▶ Exercise material

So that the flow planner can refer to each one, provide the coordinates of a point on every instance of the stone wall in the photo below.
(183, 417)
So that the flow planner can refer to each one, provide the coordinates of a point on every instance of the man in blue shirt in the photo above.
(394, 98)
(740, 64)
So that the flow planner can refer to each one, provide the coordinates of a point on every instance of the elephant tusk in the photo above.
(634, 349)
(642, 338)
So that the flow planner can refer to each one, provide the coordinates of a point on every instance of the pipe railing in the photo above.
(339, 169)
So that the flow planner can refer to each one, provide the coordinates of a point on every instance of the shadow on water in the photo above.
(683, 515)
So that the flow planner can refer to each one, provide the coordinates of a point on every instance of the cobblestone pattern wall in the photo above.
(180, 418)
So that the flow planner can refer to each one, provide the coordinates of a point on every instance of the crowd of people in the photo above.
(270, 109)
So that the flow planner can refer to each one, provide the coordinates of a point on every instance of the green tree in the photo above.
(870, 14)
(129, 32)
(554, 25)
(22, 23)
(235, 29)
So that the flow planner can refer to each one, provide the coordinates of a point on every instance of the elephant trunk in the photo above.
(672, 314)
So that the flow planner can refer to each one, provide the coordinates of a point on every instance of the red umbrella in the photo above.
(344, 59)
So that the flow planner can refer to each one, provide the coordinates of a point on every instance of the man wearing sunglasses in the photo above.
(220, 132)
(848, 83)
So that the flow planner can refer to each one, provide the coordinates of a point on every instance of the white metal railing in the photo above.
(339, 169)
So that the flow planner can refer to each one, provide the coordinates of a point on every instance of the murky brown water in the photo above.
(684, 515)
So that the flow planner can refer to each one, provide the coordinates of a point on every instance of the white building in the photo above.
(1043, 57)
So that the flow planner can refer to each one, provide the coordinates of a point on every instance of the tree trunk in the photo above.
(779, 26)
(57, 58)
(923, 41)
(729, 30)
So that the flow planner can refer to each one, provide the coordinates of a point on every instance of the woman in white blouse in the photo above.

▶ Problem to work on
Repeat each record word for word. Do not leave any out.

▶ Output below
So that the flow planner can refer to each one, provide the coordinates of a point on every instance of the stone wall in the photo below.
(183, 417)
So that the flow planner can refer to each one, provide the coordinates of a point on every instance of the man in blue shirt in the photo above.
(394, 98)
(740, 64)
So that the flow planner can refer to each one, provide the coordinates of a point on every instance of the elephant tusk in the photo above.
(634, 349)
(642, 338)
So that the flow planner can refer to each one, provide the coordinates of a point on every instance of the pipe railing in the photo above.
(339, 169)
So that the flow planner can refer to each one, provide the coordinates of a point on every instance of the shadow on water in the photo above.
(683, 515)
So that the flow planner can refer to each one, provide the coordinates of a point on every instance of the cobblestone pattern wall in the photo above.
(180, 418)
So that the flow planner can refer to each one, provide the coordinates of a point on every instance of the crowd of people in the photo above.
(270, 109)
So that the flow planner can refer to each one, provide the coordinates of a point on every instance of the green tree in the photo above.
(870, 14)
(129, 32)
(554, 25)
(22, 23)
(235, 29)
So that the flow planner can refer to each one, provide the coordinates of a point on every instance of the elephant trunk in the photo above.
(672, 314)
So that the flow planner can refer to each one, provide the coordinates of a point on every instance of the red umbrella in the photo above.
(344, 59)
So that the flow planner can refer to each one, provide the coordinates of a point on every instance of the man wearing sunglasses in the photo above.
(220, 132)
(848, 83)
So that the flow planner can refer to each one, provide the coordinates of a point on every instance of the white metal railing in the photo above.
(339, 169)
So that the flow planner can refer to each one, provide the coordinates of a point on every instance of the murky brown water in the photo above.
(684, 515)
So that the flow planner can refer to each one, provide the coordinates of a point on every instance of the white building in the photo above.
(1043, 57)
So that the flow planner can refer to each one, provide the coordinates of a point on every instance of the tree trunk in the photo above.
(779, 26)
(57, 58)
(923, 41)
(729, 30)
So that the flow planner can refer to each one, provide the coordinates of a point on every instance of the woman in white blouse in the photo above.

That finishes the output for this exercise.